*Supplied material*
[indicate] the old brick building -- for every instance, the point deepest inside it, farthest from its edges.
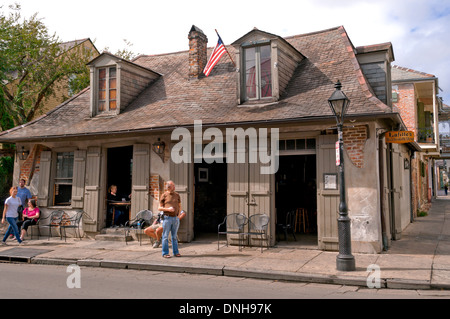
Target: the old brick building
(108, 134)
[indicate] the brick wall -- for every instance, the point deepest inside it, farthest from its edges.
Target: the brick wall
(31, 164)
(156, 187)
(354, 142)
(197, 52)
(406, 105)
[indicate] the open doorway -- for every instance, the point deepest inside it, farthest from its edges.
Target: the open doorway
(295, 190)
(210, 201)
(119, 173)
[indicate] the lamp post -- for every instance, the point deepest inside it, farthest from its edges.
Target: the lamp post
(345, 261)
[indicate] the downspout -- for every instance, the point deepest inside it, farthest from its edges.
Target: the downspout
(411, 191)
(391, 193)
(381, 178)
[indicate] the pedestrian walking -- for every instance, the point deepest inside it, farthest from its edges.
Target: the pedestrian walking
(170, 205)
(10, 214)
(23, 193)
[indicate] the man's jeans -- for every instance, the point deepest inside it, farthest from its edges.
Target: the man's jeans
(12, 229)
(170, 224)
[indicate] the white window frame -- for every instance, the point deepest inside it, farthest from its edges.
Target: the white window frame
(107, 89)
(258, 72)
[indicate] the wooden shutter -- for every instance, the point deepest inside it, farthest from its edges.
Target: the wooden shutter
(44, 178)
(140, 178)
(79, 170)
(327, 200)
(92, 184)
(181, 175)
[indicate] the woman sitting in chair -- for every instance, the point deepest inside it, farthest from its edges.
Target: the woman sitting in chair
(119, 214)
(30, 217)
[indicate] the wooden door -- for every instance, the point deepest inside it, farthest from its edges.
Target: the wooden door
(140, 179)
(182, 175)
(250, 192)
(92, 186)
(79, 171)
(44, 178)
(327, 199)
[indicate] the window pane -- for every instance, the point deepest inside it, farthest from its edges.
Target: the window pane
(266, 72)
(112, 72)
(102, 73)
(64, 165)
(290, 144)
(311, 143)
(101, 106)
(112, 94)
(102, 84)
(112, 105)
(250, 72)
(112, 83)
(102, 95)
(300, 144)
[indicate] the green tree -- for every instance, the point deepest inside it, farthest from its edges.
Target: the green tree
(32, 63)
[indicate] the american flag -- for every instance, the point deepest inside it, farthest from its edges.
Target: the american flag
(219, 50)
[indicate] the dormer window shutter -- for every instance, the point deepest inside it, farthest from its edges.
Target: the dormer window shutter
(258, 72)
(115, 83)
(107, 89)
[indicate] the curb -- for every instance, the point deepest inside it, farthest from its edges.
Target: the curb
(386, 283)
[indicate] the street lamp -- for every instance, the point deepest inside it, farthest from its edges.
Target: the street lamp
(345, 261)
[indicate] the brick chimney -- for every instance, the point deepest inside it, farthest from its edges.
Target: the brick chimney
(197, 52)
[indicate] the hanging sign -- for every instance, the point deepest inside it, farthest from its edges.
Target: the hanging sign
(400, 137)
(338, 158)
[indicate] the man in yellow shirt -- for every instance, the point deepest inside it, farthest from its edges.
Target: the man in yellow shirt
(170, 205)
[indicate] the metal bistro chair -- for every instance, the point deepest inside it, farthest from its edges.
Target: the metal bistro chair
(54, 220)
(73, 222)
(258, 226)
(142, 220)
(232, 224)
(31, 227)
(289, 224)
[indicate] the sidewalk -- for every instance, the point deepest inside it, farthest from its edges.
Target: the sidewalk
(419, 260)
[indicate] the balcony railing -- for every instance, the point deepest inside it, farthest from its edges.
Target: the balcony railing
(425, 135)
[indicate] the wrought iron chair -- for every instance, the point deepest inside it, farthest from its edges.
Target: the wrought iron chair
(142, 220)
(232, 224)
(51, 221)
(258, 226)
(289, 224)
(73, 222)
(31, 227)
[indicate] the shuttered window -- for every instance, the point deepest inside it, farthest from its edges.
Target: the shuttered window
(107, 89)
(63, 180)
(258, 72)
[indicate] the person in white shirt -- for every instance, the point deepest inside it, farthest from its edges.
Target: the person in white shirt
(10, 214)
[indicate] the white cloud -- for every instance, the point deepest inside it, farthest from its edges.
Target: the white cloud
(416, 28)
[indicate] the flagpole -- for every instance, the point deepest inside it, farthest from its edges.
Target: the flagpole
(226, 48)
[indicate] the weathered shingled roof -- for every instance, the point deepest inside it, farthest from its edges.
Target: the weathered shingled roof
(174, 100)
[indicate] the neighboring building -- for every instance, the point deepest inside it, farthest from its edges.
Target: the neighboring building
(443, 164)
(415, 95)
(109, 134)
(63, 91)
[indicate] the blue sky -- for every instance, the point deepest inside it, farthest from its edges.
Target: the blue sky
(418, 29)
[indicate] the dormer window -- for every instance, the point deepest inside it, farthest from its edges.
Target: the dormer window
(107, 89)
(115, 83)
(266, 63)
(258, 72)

*Description of the task*
Output all data exactly, omitting images.

*Expected answer*
[indicate] the old brick building -- for every instance, the point deepest inside it, farthest from its edges.
Target: the old brick building
(108, 134)
[indicate] the brick wall -- for every instance, the point deepest inside it, farthest from its edges.
Target: the brick wall
(31, 164)
(156, 187)
(354, 142)
(197, 52)
(406, 105)
[indicate] the open doorway -- for every instance, the point deepest inside it, farthest from its edges.
Target: the open doorway
(295, 190)
(210, 201)
(119, 173)
[indicate] the lamp post -- for every instance, the point deepest inside it, farthest from its edges.
Target: the lamp post
(345, 261)
[indicate] the downspout -- for every instance, the point deepest inside it, farthest from its edges.
Target: the downspout
(411, 191)
(391, 193)
(381, 178)
[indicate] the pedestrian walking -- for every instance, the point deepest inside it, farthest from its edges.
Target: the pedestrian walking
(170, 205)
(10, 214)
(23, 193)
[indicate] the man's jeans -- for every instance, the point deepest inside it, farthest from its edges.
Target: the man's jeans
(12, 229)
(170, 224)
[indicate] the white window frame -- for every instance, the point deepest inside it, farthest from its edges.
Target: the white window frame
(107, 89)
(258, 72)
[indicate] the wooden shutter -- for every instance, the point deepest inside it, farthest from its edges.
Target: the wooden shutter
(44, 178)
(140, 178)
(79, 170)
(327, 200)
(92, 184)
(181, 175)
[indicate] the woman sitting in chair -- for every instance, the point deepest inside it, farthest from its edges.
Target: the woman sitting in chair
(119, 214)
(30, 217)
[indicate] the wooden door -- for every instance, the point deepest inside it, farthest from its edges.
Target: the wooden door
(140, 179)
(182, 175)
(250, 192)
(92, 186)
(79, 171)
(44, 178)
(327, 199)
[indicate] the window pane -- for every instance, the point deepest inside it, farthest from its edges.
Target: the window pane
(266, 72)
(112, 72)
(102, 73)
(64, 165)
(290, 144)
(311, 143)
(101, 106)
(112, 94)
(102, 84)
(112, 105)
(250, 72)
(112, 83)
(102, 95)
(300, 144)
[indicate] the green tree -- for every instance, the point deepest inside it, farthest from its edges.
Target: the green tree
(32, 63)
[indicate] the american flag -- for every instance, the point deepest inside it, farthest from its edges.
Target: the american flag
(219, 50)
[indicate] the dormer window shutter -- for every instance, the point deepest inside it, farthest from its edges.
Target: the dormer window shutter
(258, 72)
(115, 83)
(107, 89)
[indicate] the curb -- for every instance, the point deepest inside it, farthest from its edges.
Target: the curb
(386, 283)
[indicate] the street lamp -- for every instance, the point deepest inside it, farthest from its edges.
Target: the street lamp
(345, 261)
[indicate] the brick chimney -- for every instance, the point deepest inside it, farthest from its edges.
Target: the brick chimney
(197, 52)
[indicate] the hanging sign -- for every instance, the point deepest inside it, farthest from its edges.
Target: the hanging sign
(400, 137)
(338, 158)
[indicate] the man in yellow shirt -- for every instance, the point deepest inside it, farthest from its edges.
Target: the man in yellow shirt
(170, 205)
[indicate] the metal bistro chair -- for every instance, the point deepest inside it, farthest from its edges.
Target: the metal bistro chair
(54, 220)
(73, 222)
(258, 226)
(142, 220)
(232, 224)
(31, 227)
(289, 224)
[indicate] the sidewalk -- for every instance, the point deepest inside it, farthest from its edges.
Target: the sidewalk
(419, 260)
[indicate] the balcony railing -- for every instance, the point deepest inside it, farthest from its edges.
Target: the balcony railing
(425, 135)
[indicate] the wrought iron chair -- for every instance, the point deepest inside it, farthest from its edges.
Target: the wrought iron chair
(142, 220)
(232, 224)
(51, 221)
(258, 226)
(289, 224)
(73, 222)
(31, 227)
[indicate] the shuttered window -- for every instance, the point deepest inside it, farthest from its edges.
Target: the shuttered window
(107, 89)
(63, 180)
(258, 72)
[indicate] the person in white shirt -- for every instance, the point deepest inside it, farthest from its edges.
Target: the person in white shirt
(10, 214)
[indicate] the white cloud -- for every instance, the point deepest inside it, farthest from its edges.
Target: the white cloud
(416, 28)
[indicate] the flagpole -- for every instance, the point deepest inside it, farthest from its edges.
Target: the flagpole
(226, 48)
[indicate] the weathered shingled roof -- for every instance, the point deepest inside it, farthest from its edges.
Target: the weathered shingled roof
(174, 100)
[indicate] the neighboring building -- for every instance, the point deepest inside it, farthest from its edges.
Target: the neighboring building
(443, 164)
(415, 95)
(109, 134)
(63, 91)
[indicate] the blue sky -- for every instance, the point deepest inside it, farthest from its edges.
Target: the blue sky
(418, 29)
[indicate] the dormer window -- for every instance, the point deepest inside it, farthest from its edges.
Target: the dormer window
(107, 89)
(115, 83)
(266, 63)
(258, 72)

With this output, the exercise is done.